= AVAILABLE DATA =
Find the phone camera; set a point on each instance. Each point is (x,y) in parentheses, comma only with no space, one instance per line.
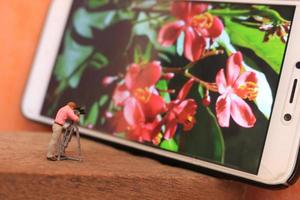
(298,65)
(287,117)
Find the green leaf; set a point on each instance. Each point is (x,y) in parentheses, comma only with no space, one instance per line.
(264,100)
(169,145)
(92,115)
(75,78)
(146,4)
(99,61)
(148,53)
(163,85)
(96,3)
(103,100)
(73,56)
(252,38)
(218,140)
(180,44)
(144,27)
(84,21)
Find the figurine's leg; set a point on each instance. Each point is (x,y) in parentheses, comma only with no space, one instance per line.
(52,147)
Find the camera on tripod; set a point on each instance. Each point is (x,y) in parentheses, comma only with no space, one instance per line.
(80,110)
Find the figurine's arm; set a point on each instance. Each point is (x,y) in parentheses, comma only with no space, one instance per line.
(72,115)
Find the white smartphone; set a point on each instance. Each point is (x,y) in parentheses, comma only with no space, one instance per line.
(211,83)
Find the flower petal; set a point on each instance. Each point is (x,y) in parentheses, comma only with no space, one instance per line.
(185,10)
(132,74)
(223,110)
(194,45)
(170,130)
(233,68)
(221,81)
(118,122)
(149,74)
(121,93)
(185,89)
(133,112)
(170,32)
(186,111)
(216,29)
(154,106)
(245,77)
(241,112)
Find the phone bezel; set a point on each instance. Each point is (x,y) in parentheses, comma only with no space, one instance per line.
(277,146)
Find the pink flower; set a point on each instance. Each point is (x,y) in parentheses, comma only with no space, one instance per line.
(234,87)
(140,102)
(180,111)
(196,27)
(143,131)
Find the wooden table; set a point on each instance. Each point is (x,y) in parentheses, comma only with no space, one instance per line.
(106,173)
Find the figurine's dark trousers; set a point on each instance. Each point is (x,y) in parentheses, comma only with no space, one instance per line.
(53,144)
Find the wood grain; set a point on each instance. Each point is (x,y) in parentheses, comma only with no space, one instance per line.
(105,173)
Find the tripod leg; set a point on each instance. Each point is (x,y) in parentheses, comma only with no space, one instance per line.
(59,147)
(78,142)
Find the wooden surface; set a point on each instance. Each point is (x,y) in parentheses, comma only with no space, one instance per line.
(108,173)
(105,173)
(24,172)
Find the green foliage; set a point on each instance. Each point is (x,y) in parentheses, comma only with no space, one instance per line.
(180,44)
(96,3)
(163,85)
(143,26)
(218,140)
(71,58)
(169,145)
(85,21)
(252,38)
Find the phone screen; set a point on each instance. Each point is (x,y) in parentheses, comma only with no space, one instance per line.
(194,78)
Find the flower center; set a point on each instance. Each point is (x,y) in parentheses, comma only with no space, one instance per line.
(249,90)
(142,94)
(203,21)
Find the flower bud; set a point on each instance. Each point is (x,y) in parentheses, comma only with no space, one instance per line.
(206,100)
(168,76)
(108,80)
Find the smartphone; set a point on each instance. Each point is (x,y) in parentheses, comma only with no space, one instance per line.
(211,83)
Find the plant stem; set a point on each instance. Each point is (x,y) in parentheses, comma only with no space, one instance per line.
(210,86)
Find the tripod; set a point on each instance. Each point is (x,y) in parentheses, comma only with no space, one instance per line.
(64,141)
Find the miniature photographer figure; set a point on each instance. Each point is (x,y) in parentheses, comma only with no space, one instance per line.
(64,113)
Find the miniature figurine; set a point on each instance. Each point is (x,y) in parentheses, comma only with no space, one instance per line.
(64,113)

* * *

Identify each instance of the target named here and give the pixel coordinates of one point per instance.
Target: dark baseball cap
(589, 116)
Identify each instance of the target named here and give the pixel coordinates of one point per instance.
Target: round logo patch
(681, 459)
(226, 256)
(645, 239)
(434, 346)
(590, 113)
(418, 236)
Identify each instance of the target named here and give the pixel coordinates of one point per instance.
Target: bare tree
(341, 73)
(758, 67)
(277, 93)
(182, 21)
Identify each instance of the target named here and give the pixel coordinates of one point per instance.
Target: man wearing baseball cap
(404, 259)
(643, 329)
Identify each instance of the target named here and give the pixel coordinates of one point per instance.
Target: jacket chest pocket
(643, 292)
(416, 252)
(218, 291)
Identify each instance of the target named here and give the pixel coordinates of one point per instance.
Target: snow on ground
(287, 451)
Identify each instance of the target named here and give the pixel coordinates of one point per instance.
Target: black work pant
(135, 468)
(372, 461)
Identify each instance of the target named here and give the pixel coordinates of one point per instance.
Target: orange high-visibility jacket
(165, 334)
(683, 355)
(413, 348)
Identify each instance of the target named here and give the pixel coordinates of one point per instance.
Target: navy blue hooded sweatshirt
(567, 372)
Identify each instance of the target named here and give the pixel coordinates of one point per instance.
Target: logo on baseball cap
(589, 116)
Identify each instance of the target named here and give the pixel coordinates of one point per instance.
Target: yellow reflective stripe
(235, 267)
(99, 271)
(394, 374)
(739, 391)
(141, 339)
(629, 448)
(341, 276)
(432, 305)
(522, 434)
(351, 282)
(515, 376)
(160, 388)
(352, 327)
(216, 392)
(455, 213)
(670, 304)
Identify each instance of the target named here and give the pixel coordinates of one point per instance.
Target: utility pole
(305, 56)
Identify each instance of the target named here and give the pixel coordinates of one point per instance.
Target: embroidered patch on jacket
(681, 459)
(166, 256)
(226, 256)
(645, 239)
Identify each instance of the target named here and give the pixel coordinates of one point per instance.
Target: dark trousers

= DIRECTIONS =
Exactly the lines above from the one with "Target: embroidered patch on jacket" to the one with "Target: dark trousers", both included, are to be quoted; leave the rest out.

= ANSWER SECTION =
Target: embroidered patch on jacket
(681, 459)
(166, 256)
(226, 256)
(645, 239)
Identify each instance of the target named here and give the pixel coordinates of one point per instance.
Target: dark trousers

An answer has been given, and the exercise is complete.